Print the listing below character for character, from its first line to its last, leaving out the pictures.
'''
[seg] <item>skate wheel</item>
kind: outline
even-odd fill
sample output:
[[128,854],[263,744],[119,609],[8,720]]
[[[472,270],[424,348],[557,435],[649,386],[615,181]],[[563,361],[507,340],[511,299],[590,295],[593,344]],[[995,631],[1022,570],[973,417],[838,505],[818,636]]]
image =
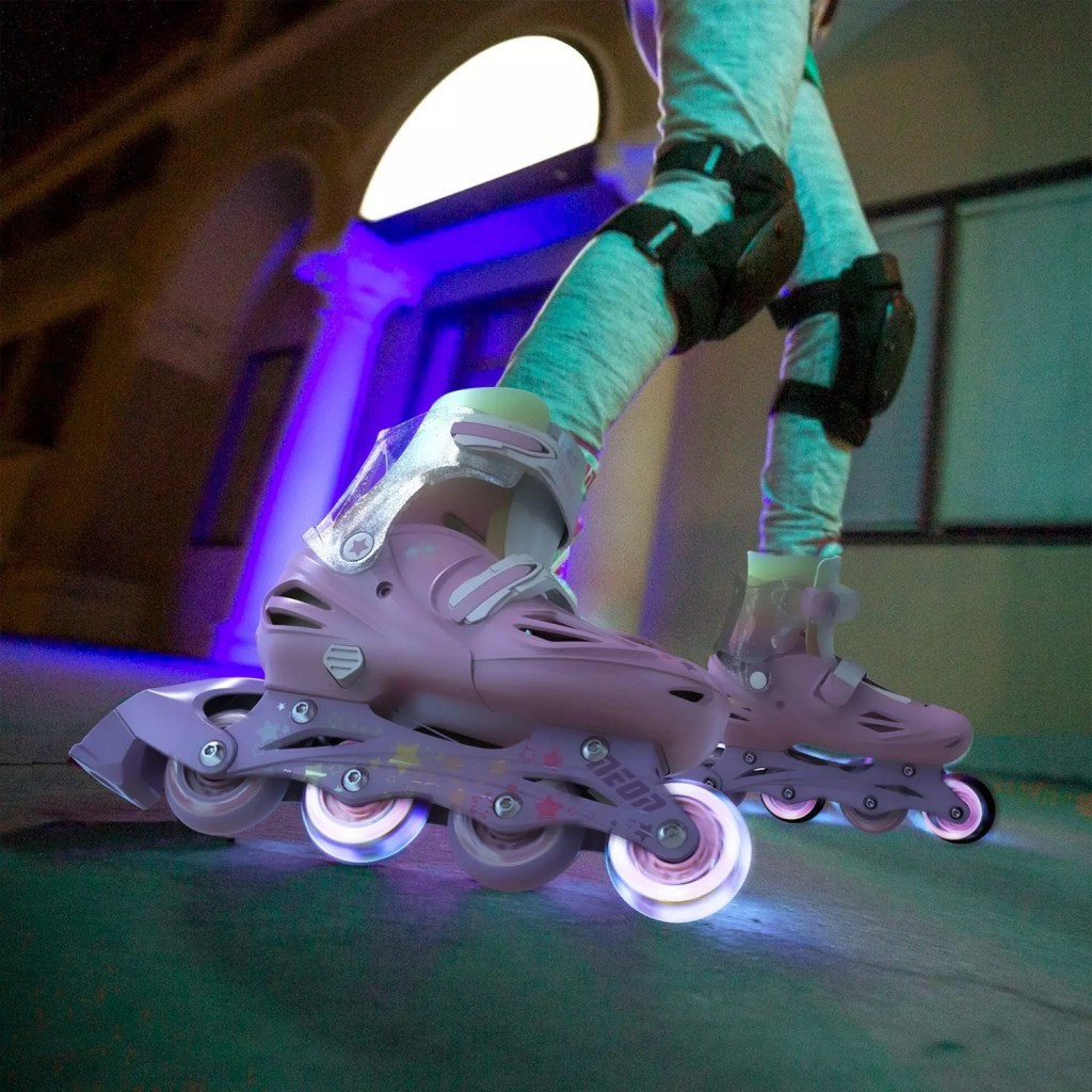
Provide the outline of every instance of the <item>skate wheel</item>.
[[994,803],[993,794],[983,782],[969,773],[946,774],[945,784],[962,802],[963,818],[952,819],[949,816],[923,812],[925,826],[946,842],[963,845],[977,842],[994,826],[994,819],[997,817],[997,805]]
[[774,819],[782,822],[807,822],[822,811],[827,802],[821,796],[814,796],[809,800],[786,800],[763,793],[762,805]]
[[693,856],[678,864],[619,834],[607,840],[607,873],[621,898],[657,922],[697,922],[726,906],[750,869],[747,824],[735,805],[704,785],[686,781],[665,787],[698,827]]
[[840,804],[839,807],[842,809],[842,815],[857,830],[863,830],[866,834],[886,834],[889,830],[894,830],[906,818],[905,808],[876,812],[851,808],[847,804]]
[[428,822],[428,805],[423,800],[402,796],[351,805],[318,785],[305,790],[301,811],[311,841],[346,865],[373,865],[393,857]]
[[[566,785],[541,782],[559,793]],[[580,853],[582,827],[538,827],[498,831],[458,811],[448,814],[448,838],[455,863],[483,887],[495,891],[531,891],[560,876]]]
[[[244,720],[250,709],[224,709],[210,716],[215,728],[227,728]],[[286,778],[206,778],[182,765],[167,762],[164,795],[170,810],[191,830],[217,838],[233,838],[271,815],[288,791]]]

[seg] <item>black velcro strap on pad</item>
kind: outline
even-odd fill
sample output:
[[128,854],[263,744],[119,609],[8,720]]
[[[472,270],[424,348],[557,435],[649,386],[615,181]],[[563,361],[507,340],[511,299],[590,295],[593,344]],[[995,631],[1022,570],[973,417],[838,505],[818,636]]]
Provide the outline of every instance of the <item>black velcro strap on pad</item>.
'''
Full response:
[seg] <item>skate wheel</item>
kind: outline
even-odd fill
sample output:
[[128,854],[263,744],[119,609],[8,720]]
[[[472,270],[424,348],[557,435],[649,386],[615,181]],[[563,361],[507,340],[511,299],[590,295],[593,344]],[[995,631],[1022,570],[973,417],[838,505],[818,636]]]
image =
Provide the outline of every instance of the <item>skate wheel</item>.
[[994,803],[993,794],[983,782],[969,773],[946,774],[945,784],[962,802],[963,818],[952,819],[949,816],[923,812],[925,826],[946,842],[963,845],[977,842],[994,826],[994,819],[997,817],[997,805]]
[[774,819],[782,822],[807,822],[822,811],[827,802],[821,796],[814,796],[809,800],[786,800],[763,793],[762,805]]
[[693,856],[678,864],[619,834],[607,840],[607,873],[621,898],[657,922],[697,922],[726,906],[750,869],[747,824],[735,805],[704,785],[686,781],[665,787],[698,827]]
[[840,804],[839,807],[842,809],[842,815],[857,830],[863,830],[866,834],[886,834],[889,830],[894,830],[906,818],[905,808],[876,812],[851,808],[847,804]]
[[428,822],[428,805],[423,800],[402,796],[351,805],[318,785],[305,790],[301,811],[311,841],[346,865],[373,865],[393,857]]
[[[566,785],[541,782],[559,793]],[[580,853],[582,827],[538,827],[498,831],[458,811],[448,814],[448,838],[455,863],[483,887],[495,891],[531,891],[560,876]]]
[[[244,720],[250,709],[224,709],[210,716],[215,728],[227,728]],[[286,778],[206,778],[182,765],[167,762],[164,795],[170,810],[191,830],[217,838],[233,838],[271,815],[288,791]]]

[seg] <item>black velcro strap on pad</item>
kind: outline
even-odd fill
sample output:
[[128,854],[263,744],[119,609],[8,720]]
[[[472,270],[424,348],[557,435],[649,386],[615,181]],[[563,361],[507,340],[511,299],[590,295],[593,344]],[[995,631],[1022,570],[973,417],[838,505],[818,636]]]
Provide the outline of every instance of the <item>black velcro strap on pad</item>.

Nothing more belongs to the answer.